*** Extracted entries

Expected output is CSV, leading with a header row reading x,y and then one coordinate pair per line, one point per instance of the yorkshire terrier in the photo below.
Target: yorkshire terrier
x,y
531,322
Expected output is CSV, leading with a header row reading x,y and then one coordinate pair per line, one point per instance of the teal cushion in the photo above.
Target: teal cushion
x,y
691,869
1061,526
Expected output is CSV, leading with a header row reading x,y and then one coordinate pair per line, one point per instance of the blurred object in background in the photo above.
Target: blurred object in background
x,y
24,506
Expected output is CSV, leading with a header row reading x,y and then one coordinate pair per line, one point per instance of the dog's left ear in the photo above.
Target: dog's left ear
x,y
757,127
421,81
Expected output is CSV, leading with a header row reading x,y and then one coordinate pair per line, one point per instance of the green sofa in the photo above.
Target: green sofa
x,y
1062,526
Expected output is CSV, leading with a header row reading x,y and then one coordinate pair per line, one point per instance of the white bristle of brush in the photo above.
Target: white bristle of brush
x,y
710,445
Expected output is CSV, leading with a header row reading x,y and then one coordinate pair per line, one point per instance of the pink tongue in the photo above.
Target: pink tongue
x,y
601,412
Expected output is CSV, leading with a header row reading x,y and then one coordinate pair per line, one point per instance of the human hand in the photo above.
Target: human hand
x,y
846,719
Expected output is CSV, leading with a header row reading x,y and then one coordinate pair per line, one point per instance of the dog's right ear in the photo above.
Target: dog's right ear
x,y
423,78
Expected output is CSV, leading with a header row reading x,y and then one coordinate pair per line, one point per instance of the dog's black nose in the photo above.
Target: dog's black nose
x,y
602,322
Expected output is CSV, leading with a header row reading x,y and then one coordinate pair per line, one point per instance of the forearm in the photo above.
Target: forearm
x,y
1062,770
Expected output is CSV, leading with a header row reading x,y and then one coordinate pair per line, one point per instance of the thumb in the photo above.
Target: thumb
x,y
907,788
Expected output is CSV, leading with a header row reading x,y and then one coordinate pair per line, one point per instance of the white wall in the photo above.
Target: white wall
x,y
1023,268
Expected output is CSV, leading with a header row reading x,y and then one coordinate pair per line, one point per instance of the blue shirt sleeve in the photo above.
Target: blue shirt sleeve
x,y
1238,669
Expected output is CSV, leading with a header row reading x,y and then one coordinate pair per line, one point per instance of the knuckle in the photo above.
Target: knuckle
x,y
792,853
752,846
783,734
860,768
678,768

******

◆ What is required
Print each line, exactly as written, from the one that contains "tongue in the photo above." to the end of the data above, with both end lines included and nothing else.

◆ Written solution
Expected output is CSV, leading with a header row reading x,y and then one coordinate pair per line, one point per instance of the pink tongue in the photo above.
Target: pink tongue
x,y
601,412
Expected output is CSV, leading with a header row reading x,y and then one coordinate pair per line, one point per instance of the human hand in the photo above.
Target: human hand
x,y
846,719
Expected output is CSV, leading with a header row reading x,y and then one coordinate pair per line, one point per instance of the dog's right ear in the photo above.
Target: dog's right ear
x,y
423,78
Expected output is CSV, leading with a header row reading x,y and then one coordinate pair per line, one point per instance of the dog's black nose in the photo above.
Target: dog's black nose
x,y
602,322
Expected output is CSV, leading with a header row reading x,y and then one coordinate pair per line, one point per instance of the forearm in the photo above.
Target: forearm
x,y
1062,770
Expected output is CSV, leading with a header row reading x,y and then one coordinate pair per line, one point per instance of the thumb in the photo above.
Target: thumb
x,y
907,788
Expected output is CSV, leading with a header row reading x,y and then one coordinate pair per line, one point per instance of the white wall in the photo above.
Target: white wall
x,y
1023,268
Expected output is CSV, leading with a header row reading x,y and then one coordinate pair per line, one point per instance of the blue shirt sleeve in the photo above.
Target: blue shirt sleeve
x,y
1238,669
Expected output is CSV, leading with a header row reading x,y and then one coordinate pair per line, one point per instance of the knuckle in the photo above.
Target: knuckle
x,y
792,853
752,846
783,734
860,768
678,768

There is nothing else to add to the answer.